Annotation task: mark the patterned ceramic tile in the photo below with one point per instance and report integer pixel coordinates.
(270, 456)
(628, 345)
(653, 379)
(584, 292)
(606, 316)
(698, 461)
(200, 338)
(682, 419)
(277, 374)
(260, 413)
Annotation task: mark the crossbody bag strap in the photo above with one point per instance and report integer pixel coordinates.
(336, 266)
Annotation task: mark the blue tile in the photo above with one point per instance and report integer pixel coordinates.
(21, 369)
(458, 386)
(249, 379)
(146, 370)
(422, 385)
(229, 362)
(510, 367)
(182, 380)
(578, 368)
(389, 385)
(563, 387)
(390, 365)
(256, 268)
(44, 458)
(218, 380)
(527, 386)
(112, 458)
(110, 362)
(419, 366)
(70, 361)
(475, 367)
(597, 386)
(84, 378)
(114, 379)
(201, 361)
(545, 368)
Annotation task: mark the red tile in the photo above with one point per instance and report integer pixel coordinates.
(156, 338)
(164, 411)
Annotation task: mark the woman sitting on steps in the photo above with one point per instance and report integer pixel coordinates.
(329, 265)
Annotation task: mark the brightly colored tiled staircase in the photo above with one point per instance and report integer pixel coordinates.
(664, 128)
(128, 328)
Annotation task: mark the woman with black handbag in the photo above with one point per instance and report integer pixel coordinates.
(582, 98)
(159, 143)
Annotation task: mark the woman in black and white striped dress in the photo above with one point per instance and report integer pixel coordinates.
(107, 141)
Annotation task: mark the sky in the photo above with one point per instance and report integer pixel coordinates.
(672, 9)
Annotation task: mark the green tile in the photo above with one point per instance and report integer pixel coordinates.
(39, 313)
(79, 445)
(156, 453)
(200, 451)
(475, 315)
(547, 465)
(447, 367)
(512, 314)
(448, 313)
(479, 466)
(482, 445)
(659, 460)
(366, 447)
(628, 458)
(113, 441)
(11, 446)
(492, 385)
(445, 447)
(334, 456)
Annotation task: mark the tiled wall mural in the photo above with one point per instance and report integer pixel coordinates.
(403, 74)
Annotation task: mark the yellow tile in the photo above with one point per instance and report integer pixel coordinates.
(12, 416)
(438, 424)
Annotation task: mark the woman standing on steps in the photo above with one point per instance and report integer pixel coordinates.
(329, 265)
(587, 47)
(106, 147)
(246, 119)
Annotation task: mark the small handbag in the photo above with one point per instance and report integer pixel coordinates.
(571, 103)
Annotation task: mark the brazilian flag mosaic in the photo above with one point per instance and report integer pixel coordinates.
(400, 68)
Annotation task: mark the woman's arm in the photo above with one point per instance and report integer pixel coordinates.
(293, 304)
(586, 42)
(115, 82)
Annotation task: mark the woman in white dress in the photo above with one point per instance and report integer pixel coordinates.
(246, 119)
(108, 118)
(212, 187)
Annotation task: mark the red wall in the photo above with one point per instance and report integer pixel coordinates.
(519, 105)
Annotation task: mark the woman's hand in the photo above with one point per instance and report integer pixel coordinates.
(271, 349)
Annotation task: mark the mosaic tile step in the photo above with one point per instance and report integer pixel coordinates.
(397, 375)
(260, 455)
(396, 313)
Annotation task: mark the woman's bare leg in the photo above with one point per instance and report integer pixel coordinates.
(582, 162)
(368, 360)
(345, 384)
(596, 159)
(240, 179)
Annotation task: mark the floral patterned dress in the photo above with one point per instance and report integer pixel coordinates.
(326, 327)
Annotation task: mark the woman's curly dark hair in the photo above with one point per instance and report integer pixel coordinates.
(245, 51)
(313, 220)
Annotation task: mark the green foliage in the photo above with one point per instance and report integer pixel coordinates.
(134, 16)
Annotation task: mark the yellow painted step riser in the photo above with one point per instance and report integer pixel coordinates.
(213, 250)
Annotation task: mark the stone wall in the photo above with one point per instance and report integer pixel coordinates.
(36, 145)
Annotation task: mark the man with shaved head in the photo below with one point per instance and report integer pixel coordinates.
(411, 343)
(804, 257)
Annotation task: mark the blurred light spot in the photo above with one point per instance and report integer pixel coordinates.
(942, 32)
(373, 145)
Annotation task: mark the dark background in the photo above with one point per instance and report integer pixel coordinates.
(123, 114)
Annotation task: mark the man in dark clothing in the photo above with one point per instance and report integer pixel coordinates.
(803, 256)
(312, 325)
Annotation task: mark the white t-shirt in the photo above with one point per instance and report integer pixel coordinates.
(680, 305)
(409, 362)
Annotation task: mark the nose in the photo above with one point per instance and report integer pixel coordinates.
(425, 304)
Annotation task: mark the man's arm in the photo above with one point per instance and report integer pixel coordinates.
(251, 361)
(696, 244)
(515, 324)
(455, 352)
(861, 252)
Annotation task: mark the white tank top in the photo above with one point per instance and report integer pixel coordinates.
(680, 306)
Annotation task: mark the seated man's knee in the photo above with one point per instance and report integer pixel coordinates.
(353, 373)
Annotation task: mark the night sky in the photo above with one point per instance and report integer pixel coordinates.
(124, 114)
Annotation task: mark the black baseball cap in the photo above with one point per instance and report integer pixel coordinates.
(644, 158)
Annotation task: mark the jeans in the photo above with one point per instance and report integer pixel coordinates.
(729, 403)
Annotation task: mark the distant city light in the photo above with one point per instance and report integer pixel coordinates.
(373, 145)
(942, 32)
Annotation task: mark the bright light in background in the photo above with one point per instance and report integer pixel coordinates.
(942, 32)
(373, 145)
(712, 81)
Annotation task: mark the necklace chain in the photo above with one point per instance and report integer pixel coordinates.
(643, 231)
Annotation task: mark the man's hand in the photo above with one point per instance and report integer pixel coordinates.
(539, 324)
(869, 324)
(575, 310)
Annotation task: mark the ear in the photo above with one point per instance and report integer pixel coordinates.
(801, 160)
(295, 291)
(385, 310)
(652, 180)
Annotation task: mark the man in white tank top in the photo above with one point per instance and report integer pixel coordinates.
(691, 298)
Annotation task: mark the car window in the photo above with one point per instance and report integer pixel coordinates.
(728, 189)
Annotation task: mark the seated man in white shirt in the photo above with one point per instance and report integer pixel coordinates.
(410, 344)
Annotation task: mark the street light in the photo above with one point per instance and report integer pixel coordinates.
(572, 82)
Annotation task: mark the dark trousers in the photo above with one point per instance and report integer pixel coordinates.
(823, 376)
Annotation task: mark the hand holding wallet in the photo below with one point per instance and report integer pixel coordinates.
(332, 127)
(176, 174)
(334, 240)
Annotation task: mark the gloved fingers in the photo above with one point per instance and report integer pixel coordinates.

****

#### Problem statement:
Please restate the data word for word, every record included.

#### Reply:
Annotation task: mark the patterned ceramic tile in the photo below with one point per instance and report integer pixel coordinates.
(270, 456)
(628, 345)
(653, 379)
(584, 292)
(606, 316)
(698, 461)
(200, 338)
(682, 419)
(277, 374)
(260, 413)
Annotation task: mark the crossbody bag strap in the photo above with one point per instance and report integer pixel coordinates.
(336, 266)
Annotation task: mark the blue tile in the photo above with one point per instance and report integer pixel coordinates.
(21, 369)
(458, 386)
(249, 379)
(146, 370)
(422, 385)
(229, 362)
(510, 367)
(182, 380)
(578, 368)
(389, 385)
(563, 387)
(390, 365)
(256, 268)
(44, 458)
(218, 380)
(527, 386)
(112, 458)
(110, 362)
(419, 366)
(70, 361)
(475, 367)
(597, 386)
(84, 378)
(114, 379)
(201, 361)
(545, 368)
Annotation task: mark the red tile in the photo above with one point per instance and report integer pixel coordinates.
(156, 338)
(164, 411)
Annotation task: mark the woman sitting on steps in the photo above with one point per instance and report integer pixel coordinates.
(329, 265)
Annotation task: mark the brightly colored tiled staircase in the photo above with one point per instance and report integer pixel coordinates.
(664, 128)
(128, 328)
Annotation task: mark the woman with black handbag in the photo above with one point per instance and report integer pixel coordinates.
(582, 98)
(159, 143)
Annotation task: mark the woman in black and white striped dress in the photo above with one point per instance and report integer pixel coordinates.
(107, 141)
Annotation task: mark the sky in the photo above with one point per instance and report integer pixel coordinates.
(672, 9)
Annotation task: mark the green tile in the photo above with one point per instance and report integer pixel coordinates.
(39, 313)
(79, 445)
(156, 453)
(200, 451)
(475, 315)
(547, 465)
(447, 367)
(512, 314)
(448, 313)
(479, 466)
(482, 445)
(659, 460)
(366, 447)
(628, 458)
(113, 441)
(11, 446)
(492, 385)
(445, 447)
(334, 456)
Annotation task: mark the tiled wall mural in the photo above with one point per instance and report integer pixel coordinates.
(403, 74)
Annotation task: mark the yellow tile in the photo above with one point per instance and report integer pixel coordinates.
(12, 416)
(438, 424)
Annotation task: mark the woman standing on steps in the photo above with one point per instance and report integer pixel coordinates.
(329, 265)
(587, 47)
(106, 147)
(246, 119)
Annotation task: mark the small handbag in the photo above with one point per instance and report integer pixel coordinates.
(571, 103)
Annotation task: mark the brazilian flag mosaic in the photo above with one point per instance and report integer pixel coordinates.
(400, 68)
Annotation task: mark the woman's arm in the photo above with one point per instance and report integer pixel coordinates.
(293, 304)
(586, 42)
(115, 82)
Annotation task: mark the woman in white dress in the photo above with one point per instance and report integer pixel coordinates.
(246, 119)
(108, 118)
(212, 187)
Annotation task: mark the red wall in the photo above with one point per instance and report integer pixel coordinates.
(519, 105)
Annotation task: mark the woman's hand in the photo above with one point per instance and report integer pixel coordinates.
(271, 349)
Annotation task: mark the mosaic tile step in the photo above with one point per instance and report integer pixel coordinates.
(397, 375)
(260, 455)
(396, 313)
Annotation task: mark the woman's bare leg in the photo above with one point per instance and report integer pixel coordinates.
(582, 162)
(368, 360)
(345, 384)
(596, 159)
(240, 179)
Annotation task: mark the floral patterned dress in the photo above with one point per instance and report integer pixel coordinates.
(326, 327)
Annotation task: mark the woman's curly dark hair in the photo above with one point per instance and report integer pixel coordinates.
(245, 51)
(313, 220)
Annotation task: mark the green foliage in the photo above with one point per instance and report integer pixel coordinates.
(134, 16)
Annotation task: mark the yellow painted step riser in the photo above with one point per instance and report integer pixel coordinates.
(213, 250)
Annotation task: mark the stone wall in the photo above with one point per instance and report integer pixel coordinates.
(36, 145)
Annotation task: mark the man with shaved head in the photo below with one point per instance and report integer pixel coordinates.
(411, 343)
(804, 257)
Annotation task: mark the blurred light spot in the photo above with one point per instance and report integer pixel coordinates.
(942, 32)
(373, 145)
Annotation task: mark the dark background in the photo above with one point per instance and report integer pixel coordinates.
(123, 114)
Annotation task: mark the man in dark clothing in the photo above with one point per instance and report integer pixel coordinates.
(803, 256)
(312, 325)
Annotation task: mark the white t-shirt in the photo above with one point per instance and report integer pixel coordinates.
(680, 305)
(409, 362)
Annotation task: mark the nose in the photo above with one point per instance and report integer pixel coordinates.
(425, 304)
Annotation task: mark the man's arm in the photo above with one point per instance and report integer pixel coordinates.
(251, 361)
(696, 244)
(515, 324)
(455, 352)
(861, 252)
Annotation task: mark the white tank top in the photo above with one point per instance and report integer pixel coordinates.
(680, 306)
Annotation task: mark the seated man's knee in the photo above with one point per instance and report integer pixel coordinates.
(353, 373)
Annotation task: mark the night sky in the photo above with one point per instance and report integer pixel coordinates.
(124, 114)
Annotation task: mark the black baseball cap in the photo above with one point per instance and report integer pixel coordinates.
(644, 158)
Annotation task: mark the jeans in the photo above with one point per instance and report integer pixel coordinates.
(729, 403)
Annotation task: mark the distant city light in the photo above with one point per instance and report integer pixel coordinates.
(373, 145)
(942, 32)
Annotation task: mark the bright light in background in the photo above with one point per instance and report integer pixel coordinates.
(942, 32)
(373, 145)
(712, 81)
Annotation task: mark the necklace chain in the photo above with one point per instance and report integer pixel coordinates.
(643, 231)
Annotation task: mark the man's hand in the photo above with one point per instance and report integer pixel coordinates.
(539, 324)
(869, 324)
(575, 310)
Annotation task: mark the ear in the photo above with one point per instance and report integer pixel coordinates.
(801, 160)
(295, 291)
(385, 310)
(652, 180)
Annotation task: mark the man in white tank top in the photo above with one point per instance and report integer pixel coordinates.
(691, 298)
Annotation task: mark the car window in the photo above with one point per instance and report integer pixel coordinates.
(728, 189)
Annotation task: mark the seated man in white shirt in the photo above with one point per instance and report integer pixel coordinates.
(410, 344)
Annotation task: mark the street light in the photo above with one point per instance and report integer pixel coordinates.
(572, 82)
Annotation task: mark the dark trousers in the photo above with one point per instance and report integer pixel coordinates.
(823, 376)
Annotation task: mark the hand holding wallet in the photo below with one point per instance and report integer pixel coordinates.
(332, 127)
(176, 174)
(334, 240)
Annotation task: mark the gloved fingers in the photo above with one point per instance and report integer pixel coordinates.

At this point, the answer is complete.